Perché si deve scaricare Immuni

Il timore di ritardi è un altro deterrente. «Se anche dovessimo perdere qualche giorno di lavoro o di scuola, consentiremmo di individuare possibili focolai, che rappresentano una minaccia per noi stessi, i nostri familiari e la collettività» insiste Filippo Anelli. Usare Immuni è dunque un atto di responsabilità nel momento in cui inevitabilmente abbiamo a che fare con estranei, per esempio sui mezzi pubblici.

La Commissione Ue, per intensificare le attività di tracciamento con app, ha dato il via libera a Gatway, un’unica rete interconnessa di scambio dati che permetterà di viaggiare in Europa ricevendo e inviando segnalazioni di contatti con il virus. Italia e Germania saranno le prime a interagire tra loro tramite le app nazionali, a partire dal 17 ottobre, ma sono in tutto 15 i Paesi europei che hanno aderito. Perché bloccare la catena dei contagi è al momento l’unico modo per scongiurare un’ulteriore impennata del numero dei malati, un altro lockdown e una nuova emergenza nelle terapie intensive degli ospedali.

▬▬▬▬▬▬▬▬▬▬

ESERCIZI:
1. Nel brano su Immuni, quali Paesi saranno i primi a interagire tra loro tramite le app nazionali e da quale data?
2. Indica se ciascuna affermazione concorda con il brano su Immuni, rispondendo sì o no e citando le parole del brano che lo stabiliscono: (a) Gatway è un'unica rete interconnessa di scambio dati; (b) i Paesi europei che hanno aderito sono 17; (c) secondo Filippo Anelli i focolai sono una minaccia soltanto per i familiari.
3. Spiega, in base al brano su Immuni, perché usare l'app è considerato un atto di responsabilità.

Voci tratte da una raccolta:
▬▬▬▬▬▬▬▬▬▬

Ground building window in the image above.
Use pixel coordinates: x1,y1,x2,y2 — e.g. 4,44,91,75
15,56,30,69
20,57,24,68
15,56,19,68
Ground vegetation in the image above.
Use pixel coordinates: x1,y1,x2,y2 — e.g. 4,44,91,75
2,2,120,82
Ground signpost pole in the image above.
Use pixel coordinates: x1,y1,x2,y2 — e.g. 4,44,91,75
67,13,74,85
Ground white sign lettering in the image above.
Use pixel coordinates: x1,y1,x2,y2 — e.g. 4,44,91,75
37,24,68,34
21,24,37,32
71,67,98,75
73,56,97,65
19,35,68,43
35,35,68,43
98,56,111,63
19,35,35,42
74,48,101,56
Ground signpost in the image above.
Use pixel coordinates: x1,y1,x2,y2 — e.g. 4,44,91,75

▬▬▬▬▬▬▬▬▬▬

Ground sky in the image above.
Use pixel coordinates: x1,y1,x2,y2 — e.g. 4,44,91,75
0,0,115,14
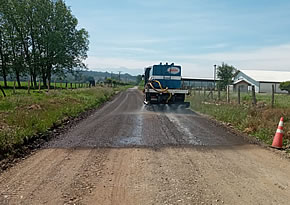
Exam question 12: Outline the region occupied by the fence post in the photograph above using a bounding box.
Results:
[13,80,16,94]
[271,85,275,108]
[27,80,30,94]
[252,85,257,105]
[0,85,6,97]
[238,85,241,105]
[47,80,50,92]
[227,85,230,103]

▬▬▬▬▬▬▬▬▬▬

RISPOSTE:
1. Italia e Germania, a partire dal 17 ottobre.

2.
(a) Sì: «un’unica rete interconnessa di scambio dati».
(b) No: «sono in tutto 15 i Paesi europei che hanno aderito».
(c) No: «una minaccia per noi stessi, i nostri familiari e la collettività».

3. Anche a costo di perdere qualche giorno di lavoro o di scuola, l'app consente di individuare possibili focolai. Questi focolai sono una minaccia per noi stessi, per i nostri familiari e per la collettività. L'uso dell'app conta soprattutto quando inevitabilmente si ha a che fare con estranei, per esempio sui mezzi pubblici.